Wednesday, May 5, 2010

HR in the News: Times Square car bomb criminal charged with "attempting to use a WMD"

This article from the Guardian casually states that Faisal Shahzad, the man who confessed to constructing the bomb in a 1993 Nissan Pathfinder in the middle of Times Square, was “charged yesterday with terrorism and attempting to use a weapon of mass destruction.” I have no problem with the United States government charging Shahzad with terrorism, attempted murder, attempted MASS murder, anything you want to call his attempt at the killing of a large number of Americans in the middle of New York on Saturday. However, am I the only person to have found the charge of “attempting to use a weapon of mass destruction to be shocking, if not problematic?

I feel as though this story is an example of the United States again giving other nations, particularly our enemies, something to hold against the United States. This is because the bomb inside the car, according to experts, could have only produced a very small explosion, potentially only killing the nearest passersby. If every explosive of this same size or potential killing capacity is now considered a WMD, it seems as though the United States has been supplying WMDs to countries all over the world for many years.

◇ ◇ ◇ ◇ ◇ ◇ ◇

Return the entire post on the Times Square car bomb charge word for word. Use nothing but the post above as your source.

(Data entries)
◇ ◇ ◇ ◇ ◇ ◇ ◇

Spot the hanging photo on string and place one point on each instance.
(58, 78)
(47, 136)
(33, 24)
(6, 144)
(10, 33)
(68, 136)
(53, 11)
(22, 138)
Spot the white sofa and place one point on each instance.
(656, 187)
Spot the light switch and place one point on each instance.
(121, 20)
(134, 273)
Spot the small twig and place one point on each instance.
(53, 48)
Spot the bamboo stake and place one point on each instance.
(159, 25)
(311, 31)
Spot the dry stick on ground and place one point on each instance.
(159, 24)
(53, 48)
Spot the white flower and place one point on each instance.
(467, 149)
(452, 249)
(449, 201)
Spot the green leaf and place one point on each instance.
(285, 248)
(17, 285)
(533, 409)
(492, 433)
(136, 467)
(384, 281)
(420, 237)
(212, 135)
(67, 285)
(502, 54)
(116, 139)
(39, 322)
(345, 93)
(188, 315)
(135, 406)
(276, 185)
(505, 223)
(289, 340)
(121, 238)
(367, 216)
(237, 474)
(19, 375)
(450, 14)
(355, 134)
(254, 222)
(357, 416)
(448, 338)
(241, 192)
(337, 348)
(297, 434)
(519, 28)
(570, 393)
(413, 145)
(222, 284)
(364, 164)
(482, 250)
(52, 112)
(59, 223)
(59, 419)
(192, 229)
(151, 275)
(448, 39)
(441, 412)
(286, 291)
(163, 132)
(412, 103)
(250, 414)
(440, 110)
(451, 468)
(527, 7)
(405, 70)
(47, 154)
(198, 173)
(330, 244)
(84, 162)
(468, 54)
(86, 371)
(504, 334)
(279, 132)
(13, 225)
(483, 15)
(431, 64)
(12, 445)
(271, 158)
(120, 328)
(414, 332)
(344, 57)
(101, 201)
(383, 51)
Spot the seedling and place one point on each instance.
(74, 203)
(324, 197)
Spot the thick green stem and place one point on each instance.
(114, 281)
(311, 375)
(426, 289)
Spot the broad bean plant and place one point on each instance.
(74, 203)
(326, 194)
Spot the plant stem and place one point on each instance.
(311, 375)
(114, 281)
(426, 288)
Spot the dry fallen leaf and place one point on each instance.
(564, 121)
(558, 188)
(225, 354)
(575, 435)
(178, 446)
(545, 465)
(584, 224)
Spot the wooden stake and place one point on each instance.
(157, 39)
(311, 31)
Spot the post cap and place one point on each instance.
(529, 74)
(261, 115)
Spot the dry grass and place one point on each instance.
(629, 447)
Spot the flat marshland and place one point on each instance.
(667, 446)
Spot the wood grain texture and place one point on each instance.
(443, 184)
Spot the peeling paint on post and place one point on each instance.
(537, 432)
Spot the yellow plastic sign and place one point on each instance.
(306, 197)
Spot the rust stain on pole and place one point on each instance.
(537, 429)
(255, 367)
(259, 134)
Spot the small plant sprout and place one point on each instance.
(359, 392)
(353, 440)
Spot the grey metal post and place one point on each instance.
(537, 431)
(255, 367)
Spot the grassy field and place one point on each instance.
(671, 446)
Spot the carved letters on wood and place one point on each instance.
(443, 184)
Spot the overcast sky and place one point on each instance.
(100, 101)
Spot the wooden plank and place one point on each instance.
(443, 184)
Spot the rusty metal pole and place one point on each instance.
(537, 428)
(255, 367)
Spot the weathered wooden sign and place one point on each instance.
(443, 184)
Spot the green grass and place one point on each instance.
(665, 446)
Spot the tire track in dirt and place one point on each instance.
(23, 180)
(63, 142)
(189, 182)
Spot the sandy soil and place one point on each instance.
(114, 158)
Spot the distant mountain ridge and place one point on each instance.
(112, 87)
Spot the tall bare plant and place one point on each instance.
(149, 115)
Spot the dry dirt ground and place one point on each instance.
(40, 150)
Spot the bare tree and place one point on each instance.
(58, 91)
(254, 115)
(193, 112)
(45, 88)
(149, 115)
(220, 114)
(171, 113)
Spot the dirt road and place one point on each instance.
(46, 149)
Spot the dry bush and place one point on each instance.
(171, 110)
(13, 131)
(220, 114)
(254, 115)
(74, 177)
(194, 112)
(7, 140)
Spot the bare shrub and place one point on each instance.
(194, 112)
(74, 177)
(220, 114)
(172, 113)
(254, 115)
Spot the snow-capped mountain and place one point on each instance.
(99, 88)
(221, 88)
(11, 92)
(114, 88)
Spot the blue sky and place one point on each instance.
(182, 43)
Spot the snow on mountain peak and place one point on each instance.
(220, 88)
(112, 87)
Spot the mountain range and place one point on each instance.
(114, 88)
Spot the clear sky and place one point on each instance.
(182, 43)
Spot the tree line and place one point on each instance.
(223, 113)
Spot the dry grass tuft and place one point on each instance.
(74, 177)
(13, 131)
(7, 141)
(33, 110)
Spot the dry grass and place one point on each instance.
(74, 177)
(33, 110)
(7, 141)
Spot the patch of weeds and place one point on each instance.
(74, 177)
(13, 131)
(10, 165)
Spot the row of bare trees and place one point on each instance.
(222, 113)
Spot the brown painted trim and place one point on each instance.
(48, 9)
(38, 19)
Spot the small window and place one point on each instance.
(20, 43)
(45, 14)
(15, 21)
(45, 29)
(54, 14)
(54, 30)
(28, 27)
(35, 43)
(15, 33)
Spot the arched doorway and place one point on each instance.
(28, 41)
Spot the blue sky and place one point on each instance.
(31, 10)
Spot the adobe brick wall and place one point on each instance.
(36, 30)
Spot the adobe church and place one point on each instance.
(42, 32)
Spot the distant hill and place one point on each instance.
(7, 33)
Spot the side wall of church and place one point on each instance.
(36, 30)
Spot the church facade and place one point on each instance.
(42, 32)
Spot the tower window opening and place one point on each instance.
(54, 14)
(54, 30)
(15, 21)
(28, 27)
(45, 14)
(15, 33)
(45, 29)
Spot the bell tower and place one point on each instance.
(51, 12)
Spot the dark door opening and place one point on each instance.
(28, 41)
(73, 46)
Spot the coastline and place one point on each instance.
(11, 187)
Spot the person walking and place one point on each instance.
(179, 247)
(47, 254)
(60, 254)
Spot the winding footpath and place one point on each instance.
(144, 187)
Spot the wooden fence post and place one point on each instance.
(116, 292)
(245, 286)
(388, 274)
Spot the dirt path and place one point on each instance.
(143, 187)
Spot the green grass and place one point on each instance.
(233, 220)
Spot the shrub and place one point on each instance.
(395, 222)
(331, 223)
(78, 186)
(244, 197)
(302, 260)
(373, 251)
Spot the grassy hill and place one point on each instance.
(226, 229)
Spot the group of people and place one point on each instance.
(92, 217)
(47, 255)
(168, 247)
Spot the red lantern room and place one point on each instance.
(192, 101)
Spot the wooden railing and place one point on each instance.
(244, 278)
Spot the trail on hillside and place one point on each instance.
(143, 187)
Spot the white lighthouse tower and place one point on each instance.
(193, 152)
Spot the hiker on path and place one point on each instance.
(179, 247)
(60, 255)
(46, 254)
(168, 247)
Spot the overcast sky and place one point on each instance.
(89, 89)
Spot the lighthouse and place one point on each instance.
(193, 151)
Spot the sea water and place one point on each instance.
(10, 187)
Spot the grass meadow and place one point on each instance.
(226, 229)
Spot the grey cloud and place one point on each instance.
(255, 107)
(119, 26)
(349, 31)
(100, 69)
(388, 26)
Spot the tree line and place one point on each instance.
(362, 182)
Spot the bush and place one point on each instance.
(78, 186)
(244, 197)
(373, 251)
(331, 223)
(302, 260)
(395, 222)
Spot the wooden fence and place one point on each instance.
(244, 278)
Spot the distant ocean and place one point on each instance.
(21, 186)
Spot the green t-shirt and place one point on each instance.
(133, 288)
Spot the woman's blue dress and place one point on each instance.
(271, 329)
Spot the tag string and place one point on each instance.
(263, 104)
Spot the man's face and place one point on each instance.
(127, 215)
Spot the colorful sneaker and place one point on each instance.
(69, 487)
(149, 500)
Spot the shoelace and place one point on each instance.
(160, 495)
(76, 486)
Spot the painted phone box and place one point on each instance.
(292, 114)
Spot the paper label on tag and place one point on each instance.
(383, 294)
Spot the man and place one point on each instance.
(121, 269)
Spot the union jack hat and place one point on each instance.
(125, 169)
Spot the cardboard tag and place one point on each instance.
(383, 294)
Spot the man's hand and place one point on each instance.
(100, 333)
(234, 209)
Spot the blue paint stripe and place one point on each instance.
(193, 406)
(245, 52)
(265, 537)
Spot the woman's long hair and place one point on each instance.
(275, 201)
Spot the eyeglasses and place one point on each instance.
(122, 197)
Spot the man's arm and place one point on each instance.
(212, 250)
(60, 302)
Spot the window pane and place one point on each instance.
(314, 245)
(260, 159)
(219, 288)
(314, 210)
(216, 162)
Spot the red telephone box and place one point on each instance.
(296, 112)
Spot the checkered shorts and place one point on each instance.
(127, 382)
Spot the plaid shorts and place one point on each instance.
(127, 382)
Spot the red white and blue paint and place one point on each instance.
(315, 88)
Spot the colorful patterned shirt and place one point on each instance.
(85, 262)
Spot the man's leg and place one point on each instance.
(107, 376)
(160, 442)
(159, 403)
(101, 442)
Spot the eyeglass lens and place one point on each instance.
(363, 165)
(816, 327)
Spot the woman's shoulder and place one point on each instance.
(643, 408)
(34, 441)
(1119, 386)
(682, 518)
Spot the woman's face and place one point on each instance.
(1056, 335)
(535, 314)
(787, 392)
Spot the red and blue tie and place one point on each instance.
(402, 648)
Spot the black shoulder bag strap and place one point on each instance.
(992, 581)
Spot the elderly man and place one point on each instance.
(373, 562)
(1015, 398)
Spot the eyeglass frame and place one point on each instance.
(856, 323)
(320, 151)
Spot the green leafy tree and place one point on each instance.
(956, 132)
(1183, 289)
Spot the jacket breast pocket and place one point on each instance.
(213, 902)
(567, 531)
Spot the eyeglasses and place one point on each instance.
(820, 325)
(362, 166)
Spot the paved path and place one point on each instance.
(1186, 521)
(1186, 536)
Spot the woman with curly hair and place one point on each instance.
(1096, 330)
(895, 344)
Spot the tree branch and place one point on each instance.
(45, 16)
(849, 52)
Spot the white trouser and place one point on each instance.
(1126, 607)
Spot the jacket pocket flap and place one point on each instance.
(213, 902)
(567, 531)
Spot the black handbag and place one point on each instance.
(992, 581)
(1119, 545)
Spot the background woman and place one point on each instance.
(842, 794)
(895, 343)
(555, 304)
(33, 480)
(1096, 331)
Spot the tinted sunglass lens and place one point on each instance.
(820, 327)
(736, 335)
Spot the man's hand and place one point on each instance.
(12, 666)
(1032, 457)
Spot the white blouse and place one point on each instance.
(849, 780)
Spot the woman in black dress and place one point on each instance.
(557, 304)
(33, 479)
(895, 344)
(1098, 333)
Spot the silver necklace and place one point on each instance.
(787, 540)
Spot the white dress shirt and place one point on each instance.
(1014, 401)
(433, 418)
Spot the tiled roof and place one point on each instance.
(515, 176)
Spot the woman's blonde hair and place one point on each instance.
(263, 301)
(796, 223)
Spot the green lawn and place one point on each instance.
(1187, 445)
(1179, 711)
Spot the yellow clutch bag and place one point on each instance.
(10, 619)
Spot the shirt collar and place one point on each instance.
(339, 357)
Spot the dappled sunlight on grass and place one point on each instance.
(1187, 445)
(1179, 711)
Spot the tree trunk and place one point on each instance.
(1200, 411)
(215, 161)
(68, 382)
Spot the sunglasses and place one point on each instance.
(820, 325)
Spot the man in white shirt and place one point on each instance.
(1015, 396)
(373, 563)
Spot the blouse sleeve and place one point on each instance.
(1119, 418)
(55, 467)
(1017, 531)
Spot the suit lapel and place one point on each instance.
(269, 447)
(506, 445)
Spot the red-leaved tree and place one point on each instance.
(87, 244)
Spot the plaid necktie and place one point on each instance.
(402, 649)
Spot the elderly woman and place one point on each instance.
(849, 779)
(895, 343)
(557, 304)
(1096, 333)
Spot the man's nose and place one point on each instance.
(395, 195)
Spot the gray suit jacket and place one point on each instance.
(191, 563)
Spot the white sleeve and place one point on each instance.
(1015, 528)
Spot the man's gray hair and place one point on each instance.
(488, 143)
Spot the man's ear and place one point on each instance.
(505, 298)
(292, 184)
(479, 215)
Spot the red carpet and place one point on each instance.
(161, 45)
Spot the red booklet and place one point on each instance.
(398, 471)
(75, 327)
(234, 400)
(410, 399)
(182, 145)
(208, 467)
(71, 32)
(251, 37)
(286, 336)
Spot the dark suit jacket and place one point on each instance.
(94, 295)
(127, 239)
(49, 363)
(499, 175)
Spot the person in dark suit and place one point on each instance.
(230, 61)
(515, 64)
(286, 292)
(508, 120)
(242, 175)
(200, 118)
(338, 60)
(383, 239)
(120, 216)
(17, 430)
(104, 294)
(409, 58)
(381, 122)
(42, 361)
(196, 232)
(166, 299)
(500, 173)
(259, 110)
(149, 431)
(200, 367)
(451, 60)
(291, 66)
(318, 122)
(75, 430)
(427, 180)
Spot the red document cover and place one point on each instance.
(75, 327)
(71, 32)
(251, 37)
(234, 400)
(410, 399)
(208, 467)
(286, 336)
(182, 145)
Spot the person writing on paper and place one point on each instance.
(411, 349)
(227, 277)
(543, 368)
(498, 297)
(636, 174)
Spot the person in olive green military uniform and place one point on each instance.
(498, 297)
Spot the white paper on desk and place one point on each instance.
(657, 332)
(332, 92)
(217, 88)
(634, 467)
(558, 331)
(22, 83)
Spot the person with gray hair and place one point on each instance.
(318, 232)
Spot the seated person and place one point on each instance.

◇ ◇ ◇ ◇ ◇ ◇ ◇

■ **Result of this task**
Wednesday, May 5, 2010

HR in the News: Times Square car bomb criminal charged with "attempting to use a WMD"

This article from the Guardian casually states that Faisal Shahzad, the man who confessed to constructing the bomb in a 1993 Nissan Pathfinder in the middle of Times Square, was “charged yesterday with terrorism and attempting to use a weapon of mass destruction.” I have no problem with the United States government charging Shahzad with terrorism, attempted murder, attempted MASS murder, anything you want to call his attempt at the killing of a large number of Americans in the middle of New York on Saturday. However, am I the only person to have found the charge of “attempting to use a weapon of mass destruction to be shocking, if not problematic?

I feel as though this story is an example of the United States again giving other nations, particularly our enemies, something to hold against the United States. This is because the bomb inside the car, according to experts, could have only produced a very small explosion, potentially only killing the nearest passersby. If every explosive of this same size or potential killing capacity is now considered a WMD, it seems as though the United States has been supplying WMDs to countries all over the world for many years.